## WHAT YOU ARE ASKED TO DO
Copy out every one of the lines below without changing anything.

Point annotation dataset records:

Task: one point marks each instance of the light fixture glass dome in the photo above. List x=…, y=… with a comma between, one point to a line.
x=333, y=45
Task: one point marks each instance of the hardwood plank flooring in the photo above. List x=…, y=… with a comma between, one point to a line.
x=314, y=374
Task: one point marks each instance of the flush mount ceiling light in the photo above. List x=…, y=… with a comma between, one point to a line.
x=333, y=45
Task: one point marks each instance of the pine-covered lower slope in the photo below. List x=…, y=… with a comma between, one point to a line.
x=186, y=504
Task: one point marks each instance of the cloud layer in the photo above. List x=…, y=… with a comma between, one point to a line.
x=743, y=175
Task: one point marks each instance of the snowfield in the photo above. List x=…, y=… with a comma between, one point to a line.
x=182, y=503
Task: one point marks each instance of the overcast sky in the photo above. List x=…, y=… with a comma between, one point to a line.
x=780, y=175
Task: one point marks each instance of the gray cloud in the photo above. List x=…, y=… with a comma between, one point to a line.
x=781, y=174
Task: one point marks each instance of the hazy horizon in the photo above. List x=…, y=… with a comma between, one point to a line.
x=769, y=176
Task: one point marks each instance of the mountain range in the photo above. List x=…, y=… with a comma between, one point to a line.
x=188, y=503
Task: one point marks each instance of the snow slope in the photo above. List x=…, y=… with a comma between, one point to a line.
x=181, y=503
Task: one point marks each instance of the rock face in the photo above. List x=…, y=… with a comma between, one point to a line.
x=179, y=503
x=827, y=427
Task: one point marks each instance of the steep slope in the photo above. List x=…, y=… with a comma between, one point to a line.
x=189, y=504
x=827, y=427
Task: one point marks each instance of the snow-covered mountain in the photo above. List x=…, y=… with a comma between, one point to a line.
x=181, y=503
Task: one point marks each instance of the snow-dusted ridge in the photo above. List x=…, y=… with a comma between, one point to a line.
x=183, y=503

## WRITTEN RESPONSE
Task: one point marks each instance of the light fixture glass dome in the photo above. List x=…, y=… with a comma between, one point to a line.
x=333, y=45
Task: one point marks each instance of the hardwood plank flooring in the photo above. List x=…, y=… with a comma between, one point to a line.
x=314, y=374
Task: one point marks each instance of the flush mount ceiling light in the photo above. List x=…, y=… with a comma between, one point to a line.
x=333, y=45
Task: one point marks each instance of the pine-covered lower slope in the photo below. List x=…, y=… with a comma between, one point to a line.
x=186, y=504
Task: one point marks each instance of the cloud layer in the photo above. List x=…, y=… with a comma between, one point to a line.
x=743, y=175
Task: one point marks each instance of the snowfield in the photo above. List x=…, y=… with a comma between, one point to a line.
x=182, y=503
Task: one point marks each instance of the overcast sky in the photo above. List x=…, y=… with a comma between, one point to a line.
x=780, y=175
Task: one point marks each instance of the gray cloud in the photo above. List x=…, y=… with a comma between, one point to a line.
x=781, y=174
Task: one point marks each instance of the hazy horizon in the photo above. List x=…, y=… with a comma between, one point to a line.
x=769, y=176
Task: one point marks each instance of the mountain range in the photo above. List x=…, y=… with a comma between, one point to a line.
x=188, y=503
Task: one point marks each instance of the snow slope in the photo above. List x=…, y=… with a comma between, one point to a line.
x=181, y=503
Task: one point marks each instance of the rock face in the photo above. List x=…, y=… with a comma between, one point to a line.
x=179, y=503
x=827, y=427
Task: one point marks each instance of the steep slope in the photo above. List x=…, y=… with a comma between, one point to a line.
x=189, y=504
x=827, y=427
Task: one point marks each instance of the snow-covered mountain in the photo above. List x=…, y=… with a comma between, one point to a line.
x=181, y=503
Task: one point marks each instance of the snow-dusted ridge in the photo above. List x=…, y=… with a comma between, one point to a line.
x=183, y=503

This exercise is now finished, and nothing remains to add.